## Task 1
Return the passage on mortgage-backed securities, copied word for word, starting at "The mortgage-backed securities" and ending after "interest rate negative.".

## Text provided
>> Start

Reward the Speculators

The mortgage-backed securities price drop reflects the natural tendancy of people to be sloppy with other people's money. In this case, it was primarily the mortgage brokers shoveling out other people's money to borrowers and hedge funds asking not quite enough questions about who is monitoring the borrowers before shoveling their investors money to purchase the loans. These capitalist swashbucklers should be lionized, not villified. If the US economy is not utilizing all of its productive capacity, we need to find some way to nudge it to work harder. If prime borrowers have borrowed all the money they want, then the extra money to get the economy moving has to be lent to subprime borrowers or monetary policy will be pushing on a string like in Japan where the nominal interest rate has been zero for a while and the real interest rate negative.

>> End

## Task 2
Give only the number of lines in the records that contain the string "distant".

## Listed records
>> Start

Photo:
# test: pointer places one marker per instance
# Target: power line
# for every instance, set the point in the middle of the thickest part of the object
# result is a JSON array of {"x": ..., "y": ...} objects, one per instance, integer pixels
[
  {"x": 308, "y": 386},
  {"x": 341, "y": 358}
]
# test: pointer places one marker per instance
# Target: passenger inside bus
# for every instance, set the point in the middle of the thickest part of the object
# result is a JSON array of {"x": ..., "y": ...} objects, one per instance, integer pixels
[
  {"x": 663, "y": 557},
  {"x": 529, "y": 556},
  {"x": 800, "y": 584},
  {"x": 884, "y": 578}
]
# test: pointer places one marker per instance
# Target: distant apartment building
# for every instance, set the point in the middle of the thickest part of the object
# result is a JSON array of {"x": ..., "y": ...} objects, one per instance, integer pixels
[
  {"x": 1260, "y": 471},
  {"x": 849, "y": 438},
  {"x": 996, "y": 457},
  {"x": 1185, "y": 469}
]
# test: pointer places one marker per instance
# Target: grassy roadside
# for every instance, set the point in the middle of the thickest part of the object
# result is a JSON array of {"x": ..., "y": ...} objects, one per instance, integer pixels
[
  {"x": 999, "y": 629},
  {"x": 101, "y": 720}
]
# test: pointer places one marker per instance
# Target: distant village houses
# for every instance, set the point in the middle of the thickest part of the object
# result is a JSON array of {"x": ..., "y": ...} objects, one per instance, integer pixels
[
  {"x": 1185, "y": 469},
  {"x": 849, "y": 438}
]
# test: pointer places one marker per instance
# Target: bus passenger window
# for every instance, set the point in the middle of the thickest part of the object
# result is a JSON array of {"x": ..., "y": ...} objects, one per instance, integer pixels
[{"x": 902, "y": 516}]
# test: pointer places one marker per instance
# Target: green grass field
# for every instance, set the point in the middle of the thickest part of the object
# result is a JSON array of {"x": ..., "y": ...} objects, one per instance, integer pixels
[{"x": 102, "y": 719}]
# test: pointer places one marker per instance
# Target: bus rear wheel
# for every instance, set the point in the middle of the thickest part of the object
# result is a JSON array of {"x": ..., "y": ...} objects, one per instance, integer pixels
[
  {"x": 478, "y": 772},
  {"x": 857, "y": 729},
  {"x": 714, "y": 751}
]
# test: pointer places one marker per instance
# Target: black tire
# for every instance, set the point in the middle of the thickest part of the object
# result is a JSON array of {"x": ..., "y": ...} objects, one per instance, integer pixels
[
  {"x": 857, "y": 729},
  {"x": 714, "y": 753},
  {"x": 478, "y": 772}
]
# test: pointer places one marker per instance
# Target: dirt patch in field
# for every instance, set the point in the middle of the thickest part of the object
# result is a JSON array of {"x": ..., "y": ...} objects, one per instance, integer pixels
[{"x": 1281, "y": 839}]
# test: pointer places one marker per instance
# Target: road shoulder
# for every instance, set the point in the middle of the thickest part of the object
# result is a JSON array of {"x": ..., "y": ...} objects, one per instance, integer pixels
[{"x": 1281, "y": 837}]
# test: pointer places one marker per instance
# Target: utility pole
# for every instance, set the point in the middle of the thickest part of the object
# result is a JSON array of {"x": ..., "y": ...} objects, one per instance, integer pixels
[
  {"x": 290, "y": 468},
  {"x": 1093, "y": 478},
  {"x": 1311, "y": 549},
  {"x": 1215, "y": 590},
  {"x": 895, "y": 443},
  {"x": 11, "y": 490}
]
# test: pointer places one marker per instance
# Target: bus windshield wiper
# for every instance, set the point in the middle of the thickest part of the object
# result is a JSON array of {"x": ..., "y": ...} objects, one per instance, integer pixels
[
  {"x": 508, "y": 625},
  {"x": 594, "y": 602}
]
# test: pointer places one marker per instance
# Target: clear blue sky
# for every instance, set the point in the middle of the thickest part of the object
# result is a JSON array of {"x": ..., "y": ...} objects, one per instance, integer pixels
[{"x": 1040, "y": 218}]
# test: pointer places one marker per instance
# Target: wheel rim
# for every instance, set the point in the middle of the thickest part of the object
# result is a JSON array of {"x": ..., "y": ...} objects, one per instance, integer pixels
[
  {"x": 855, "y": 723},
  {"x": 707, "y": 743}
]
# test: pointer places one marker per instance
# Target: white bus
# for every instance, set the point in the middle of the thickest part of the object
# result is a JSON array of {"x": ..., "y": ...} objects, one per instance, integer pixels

>> End

## Complete answer 1
The mortgage-backed securities price drop reflects the natural tendancy of people to be sloppy with other people's money. In this case, it was primarily the mortgage brokers shoveling out other people's money to borrowers and hedge funds asking not quite enough questions about who is monitoring the borrowers before shoveling their investors money to purchase the loans. These capitalist swashbucklers should be lionized, not villified. If the US economy is not utilizing all of its productive capacity, we need to find some way to nudge it to work harder. If prime borrowers have borrowed all the money they want, then the extra money to get the economy moving has to be lent to subprime borrowers or monetary policy will be pushing on a string like in Japan where the nominal interest rate has been zero for a while and the real interest rate negative.

## Complete answer 2
2